### Article:

-*-*-

The Press Watch aims to follow publication of news online about a theme or keywords in particular. It can get you quick access to :
- medias which have published the articles
- what is positive, what is negative in these articles
- what is the general sentiment of this articles
- what is said about this theme or keywords in these articles
- Seek press articles online
In news_scraping : url_seeker(keyword, keyword2, nombre_resultat = 5) """ Seek press articles online with GoogleNews python library.
input : keyword(str) = most important keyword to look for in press articles
keyword2(str) = second keyword to add to your search in order to get more pertinence
nombre_resultat(int) = number of press articles you want to look for (chronogical order from recent to past)
output : Dataframe (we will use title, media, date, link)
"""
- Look for content of these press articles
In news_scraping : AutoScrape(link) """ Scrape content of online press articles.
input : link(str) = url link of the website on which you want to scrape the content of a press article
output : string (of the content of the press article, or "Contenu non récupéré" if content couldn't be found)
"""
- Analyse sentiments of each article
- by defining positive, negative and neutral sentences
In sentiments_resume : sentiment_analysis(df_test, column='Content') """ Define positive, negative and neutral sentences in a text of less than 512 caracters. Tokenizing in sentences with nltk, predicting sentiment with Bert and Hugging Face.
input : df_test(dataframe) = dataframe in which is store the text to analyse
column(string) = name of the column in which is store the text to analyse
output : dataframe (with 3 new columns added, each containing positive sentences, negative sentences, neutral sentences)

-*-*-

### Supplied material:
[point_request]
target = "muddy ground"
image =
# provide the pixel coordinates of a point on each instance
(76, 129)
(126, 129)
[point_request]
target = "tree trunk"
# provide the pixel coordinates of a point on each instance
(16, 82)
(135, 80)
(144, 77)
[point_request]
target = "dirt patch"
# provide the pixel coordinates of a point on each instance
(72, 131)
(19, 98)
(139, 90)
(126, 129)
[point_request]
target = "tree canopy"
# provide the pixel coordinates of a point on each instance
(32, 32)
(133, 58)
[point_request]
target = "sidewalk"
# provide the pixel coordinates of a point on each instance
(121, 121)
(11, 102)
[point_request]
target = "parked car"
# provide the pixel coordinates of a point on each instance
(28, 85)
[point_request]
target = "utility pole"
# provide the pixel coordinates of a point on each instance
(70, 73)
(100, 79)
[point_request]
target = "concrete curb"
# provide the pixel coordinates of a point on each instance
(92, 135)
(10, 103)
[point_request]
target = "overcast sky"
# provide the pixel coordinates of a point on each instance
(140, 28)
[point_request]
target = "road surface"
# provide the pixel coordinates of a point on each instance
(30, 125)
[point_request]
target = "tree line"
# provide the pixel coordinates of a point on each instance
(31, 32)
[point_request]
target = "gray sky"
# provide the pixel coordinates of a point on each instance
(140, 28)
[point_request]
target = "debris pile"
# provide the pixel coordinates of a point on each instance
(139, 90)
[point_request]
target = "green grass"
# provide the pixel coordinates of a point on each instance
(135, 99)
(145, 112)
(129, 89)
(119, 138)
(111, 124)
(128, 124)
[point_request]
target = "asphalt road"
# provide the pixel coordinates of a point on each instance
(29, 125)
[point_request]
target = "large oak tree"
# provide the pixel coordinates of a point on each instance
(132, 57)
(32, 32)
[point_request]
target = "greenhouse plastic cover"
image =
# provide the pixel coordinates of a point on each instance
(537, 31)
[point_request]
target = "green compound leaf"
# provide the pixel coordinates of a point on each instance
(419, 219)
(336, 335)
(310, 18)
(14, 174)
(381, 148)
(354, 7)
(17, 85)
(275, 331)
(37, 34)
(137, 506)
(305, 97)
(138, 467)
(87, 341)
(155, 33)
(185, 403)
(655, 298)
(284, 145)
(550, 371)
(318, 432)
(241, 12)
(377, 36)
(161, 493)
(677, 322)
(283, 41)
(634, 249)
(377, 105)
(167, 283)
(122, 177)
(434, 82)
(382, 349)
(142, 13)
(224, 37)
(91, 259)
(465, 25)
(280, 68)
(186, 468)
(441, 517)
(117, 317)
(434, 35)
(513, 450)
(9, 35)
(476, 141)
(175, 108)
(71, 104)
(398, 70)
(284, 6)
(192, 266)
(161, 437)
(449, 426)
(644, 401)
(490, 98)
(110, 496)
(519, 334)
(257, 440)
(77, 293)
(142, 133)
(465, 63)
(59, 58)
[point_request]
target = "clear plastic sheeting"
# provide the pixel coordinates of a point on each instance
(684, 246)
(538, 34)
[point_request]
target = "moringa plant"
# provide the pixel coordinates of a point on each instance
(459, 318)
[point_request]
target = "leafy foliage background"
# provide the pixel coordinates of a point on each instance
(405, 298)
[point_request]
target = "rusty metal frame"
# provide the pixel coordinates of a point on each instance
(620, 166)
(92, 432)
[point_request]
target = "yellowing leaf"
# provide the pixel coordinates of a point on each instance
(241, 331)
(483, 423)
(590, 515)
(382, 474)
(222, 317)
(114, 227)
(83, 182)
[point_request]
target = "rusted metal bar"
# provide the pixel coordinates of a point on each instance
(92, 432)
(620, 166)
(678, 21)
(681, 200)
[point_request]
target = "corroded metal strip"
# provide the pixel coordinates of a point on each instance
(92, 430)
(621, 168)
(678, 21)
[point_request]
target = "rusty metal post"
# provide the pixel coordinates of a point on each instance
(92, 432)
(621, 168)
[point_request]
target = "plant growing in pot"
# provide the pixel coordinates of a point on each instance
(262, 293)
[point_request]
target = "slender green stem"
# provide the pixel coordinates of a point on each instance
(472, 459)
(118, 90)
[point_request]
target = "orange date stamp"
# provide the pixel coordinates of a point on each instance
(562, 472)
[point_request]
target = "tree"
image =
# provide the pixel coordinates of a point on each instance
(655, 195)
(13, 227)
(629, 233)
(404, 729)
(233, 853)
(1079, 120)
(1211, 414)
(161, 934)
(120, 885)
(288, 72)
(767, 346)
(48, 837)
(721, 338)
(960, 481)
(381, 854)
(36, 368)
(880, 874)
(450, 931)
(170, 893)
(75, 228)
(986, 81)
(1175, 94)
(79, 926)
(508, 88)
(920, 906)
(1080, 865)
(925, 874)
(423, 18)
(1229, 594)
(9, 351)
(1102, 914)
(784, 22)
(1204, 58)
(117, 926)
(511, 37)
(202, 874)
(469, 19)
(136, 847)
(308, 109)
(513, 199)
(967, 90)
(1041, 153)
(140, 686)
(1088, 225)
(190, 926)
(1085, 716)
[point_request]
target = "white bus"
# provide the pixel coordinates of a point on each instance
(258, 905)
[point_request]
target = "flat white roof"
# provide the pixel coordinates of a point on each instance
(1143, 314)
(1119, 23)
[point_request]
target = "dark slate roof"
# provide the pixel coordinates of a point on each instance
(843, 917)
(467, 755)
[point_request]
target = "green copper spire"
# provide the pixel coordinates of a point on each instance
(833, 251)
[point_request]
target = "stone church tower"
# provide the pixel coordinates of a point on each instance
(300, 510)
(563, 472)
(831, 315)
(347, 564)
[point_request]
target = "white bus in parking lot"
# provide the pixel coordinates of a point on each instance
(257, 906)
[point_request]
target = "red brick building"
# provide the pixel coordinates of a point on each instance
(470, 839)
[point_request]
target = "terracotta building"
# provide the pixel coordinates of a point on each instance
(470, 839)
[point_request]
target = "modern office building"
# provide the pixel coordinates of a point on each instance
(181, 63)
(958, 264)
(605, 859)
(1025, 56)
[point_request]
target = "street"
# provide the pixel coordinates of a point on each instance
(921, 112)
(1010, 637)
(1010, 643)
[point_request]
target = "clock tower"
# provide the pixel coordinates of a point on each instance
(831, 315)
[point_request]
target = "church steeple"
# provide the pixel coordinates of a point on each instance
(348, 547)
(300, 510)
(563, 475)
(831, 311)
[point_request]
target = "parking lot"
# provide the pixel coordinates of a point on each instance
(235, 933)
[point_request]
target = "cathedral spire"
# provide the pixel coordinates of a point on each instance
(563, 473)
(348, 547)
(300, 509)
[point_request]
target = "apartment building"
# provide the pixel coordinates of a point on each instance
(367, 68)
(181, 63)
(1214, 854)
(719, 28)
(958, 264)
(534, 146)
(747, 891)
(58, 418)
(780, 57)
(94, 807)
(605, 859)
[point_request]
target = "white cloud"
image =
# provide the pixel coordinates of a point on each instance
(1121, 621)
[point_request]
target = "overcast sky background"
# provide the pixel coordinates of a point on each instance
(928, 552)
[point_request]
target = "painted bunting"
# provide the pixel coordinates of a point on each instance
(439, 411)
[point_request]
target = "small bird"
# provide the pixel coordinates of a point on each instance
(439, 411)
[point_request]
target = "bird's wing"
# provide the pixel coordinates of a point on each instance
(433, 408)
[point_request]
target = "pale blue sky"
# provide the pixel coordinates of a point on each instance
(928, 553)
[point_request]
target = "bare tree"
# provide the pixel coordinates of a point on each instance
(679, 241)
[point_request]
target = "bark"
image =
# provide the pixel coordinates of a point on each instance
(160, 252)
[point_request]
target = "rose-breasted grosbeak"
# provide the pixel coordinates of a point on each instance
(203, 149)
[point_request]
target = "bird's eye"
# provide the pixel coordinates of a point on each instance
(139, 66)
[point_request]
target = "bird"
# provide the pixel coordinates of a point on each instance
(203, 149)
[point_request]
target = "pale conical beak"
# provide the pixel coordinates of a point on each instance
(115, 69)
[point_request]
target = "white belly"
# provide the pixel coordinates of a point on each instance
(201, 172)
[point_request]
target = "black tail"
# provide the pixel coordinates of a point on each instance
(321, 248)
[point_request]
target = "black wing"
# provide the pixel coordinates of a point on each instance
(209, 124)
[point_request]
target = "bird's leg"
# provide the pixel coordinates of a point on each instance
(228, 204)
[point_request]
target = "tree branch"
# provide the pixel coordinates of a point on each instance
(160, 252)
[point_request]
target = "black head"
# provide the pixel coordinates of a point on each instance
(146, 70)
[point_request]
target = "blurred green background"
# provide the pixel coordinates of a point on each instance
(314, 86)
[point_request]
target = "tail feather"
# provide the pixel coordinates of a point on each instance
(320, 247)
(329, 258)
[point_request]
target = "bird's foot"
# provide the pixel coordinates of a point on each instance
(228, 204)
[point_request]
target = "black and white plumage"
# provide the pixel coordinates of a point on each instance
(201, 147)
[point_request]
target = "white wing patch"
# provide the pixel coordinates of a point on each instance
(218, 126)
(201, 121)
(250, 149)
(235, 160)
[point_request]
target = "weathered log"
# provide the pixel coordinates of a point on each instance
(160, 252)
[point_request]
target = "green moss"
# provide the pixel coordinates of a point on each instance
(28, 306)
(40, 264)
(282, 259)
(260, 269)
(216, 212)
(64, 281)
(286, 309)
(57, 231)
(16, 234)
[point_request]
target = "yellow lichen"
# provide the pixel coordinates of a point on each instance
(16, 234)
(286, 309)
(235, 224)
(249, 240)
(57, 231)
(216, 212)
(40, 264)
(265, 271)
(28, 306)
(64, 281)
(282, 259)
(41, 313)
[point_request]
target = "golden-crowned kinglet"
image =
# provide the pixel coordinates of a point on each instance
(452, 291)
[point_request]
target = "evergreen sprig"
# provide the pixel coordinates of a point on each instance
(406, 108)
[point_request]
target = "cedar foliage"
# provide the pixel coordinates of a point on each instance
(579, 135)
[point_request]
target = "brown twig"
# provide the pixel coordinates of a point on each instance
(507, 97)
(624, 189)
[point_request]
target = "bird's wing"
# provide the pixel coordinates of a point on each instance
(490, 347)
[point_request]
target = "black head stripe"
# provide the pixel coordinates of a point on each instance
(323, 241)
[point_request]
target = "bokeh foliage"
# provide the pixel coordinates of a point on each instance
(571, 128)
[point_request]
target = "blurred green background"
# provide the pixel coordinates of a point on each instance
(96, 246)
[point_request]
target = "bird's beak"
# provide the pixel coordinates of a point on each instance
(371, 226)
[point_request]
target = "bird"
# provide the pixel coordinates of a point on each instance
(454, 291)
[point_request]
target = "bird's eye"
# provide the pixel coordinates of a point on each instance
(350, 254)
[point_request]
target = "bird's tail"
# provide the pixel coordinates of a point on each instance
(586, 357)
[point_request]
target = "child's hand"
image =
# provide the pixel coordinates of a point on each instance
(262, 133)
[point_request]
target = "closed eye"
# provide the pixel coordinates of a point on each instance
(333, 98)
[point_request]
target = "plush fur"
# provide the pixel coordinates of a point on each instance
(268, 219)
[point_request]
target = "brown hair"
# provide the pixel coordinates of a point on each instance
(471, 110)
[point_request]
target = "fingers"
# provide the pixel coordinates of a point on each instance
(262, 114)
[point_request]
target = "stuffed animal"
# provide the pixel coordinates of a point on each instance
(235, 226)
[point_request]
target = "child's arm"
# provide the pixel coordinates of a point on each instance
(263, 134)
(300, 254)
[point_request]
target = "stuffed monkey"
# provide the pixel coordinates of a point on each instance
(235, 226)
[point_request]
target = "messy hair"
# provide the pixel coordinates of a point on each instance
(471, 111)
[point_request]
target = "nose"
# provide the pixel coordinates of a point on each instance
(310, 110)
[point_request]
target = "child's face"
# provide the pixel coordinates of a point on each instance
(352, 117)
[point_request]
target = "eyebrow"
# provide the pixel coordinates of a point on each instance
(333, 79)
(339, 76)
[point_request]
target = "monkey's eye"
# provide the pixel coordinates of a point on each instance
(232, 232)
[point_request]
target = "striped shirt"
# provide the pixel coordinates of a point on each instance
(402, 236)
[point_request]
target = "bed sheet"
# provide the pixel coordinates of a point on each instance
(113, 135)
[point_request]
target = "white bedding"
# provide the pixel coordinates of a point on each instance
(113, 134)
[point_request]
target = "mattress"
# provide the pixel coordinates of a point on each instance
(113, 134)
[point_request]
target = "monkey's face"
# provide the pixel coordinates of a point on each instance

-*-*-

### Written request:
Continue the Press Watch documentation from its last line, following the format it uses.

### Solved exercise:
"""
-
by using them to define general sentiment of the article In sentiments_resume : final_sentiment(df_test) """ Define global sentiment of a text using prior results from function sentiment_analyses. Which means that the text has already been divided in sentences dispatched by positive, negative, and neutral feeling.
input : df_test(dataframe) = dataframe in which positive, negative and neutral sentences are stored respectively in columns named 'stars_pos', 'stars_neg', 'stars_neut'. output : dataframe (with a new column added, contaning final sentiment ('positif' for positive, 'negatif' for negative, 'neutre' for neutral, or 'non renseigné' is sentiment not found)) """
-
Make a resume of the article around the chosen theme/keywords In sentiment_resume : resume(text, keyword) """ Make a resume of the text arount the chosen them/keywords.
Tokenizing text in sentences, loop on all sentences of the text and : return the sentence just before a sentence containing the keyword, the sentence containing the keyword, and the sentence just after a sentence containing the keyword. Remove duplicates and keep chronogical order of the reading of the text.
input : text(str) = text for which you need a resume keyword(str) = keyword to look for in sentences. output : string (resume of the text) """
-
Give general feedbacks about the search :
- simple statistics :
Using plotly and results from previous functions.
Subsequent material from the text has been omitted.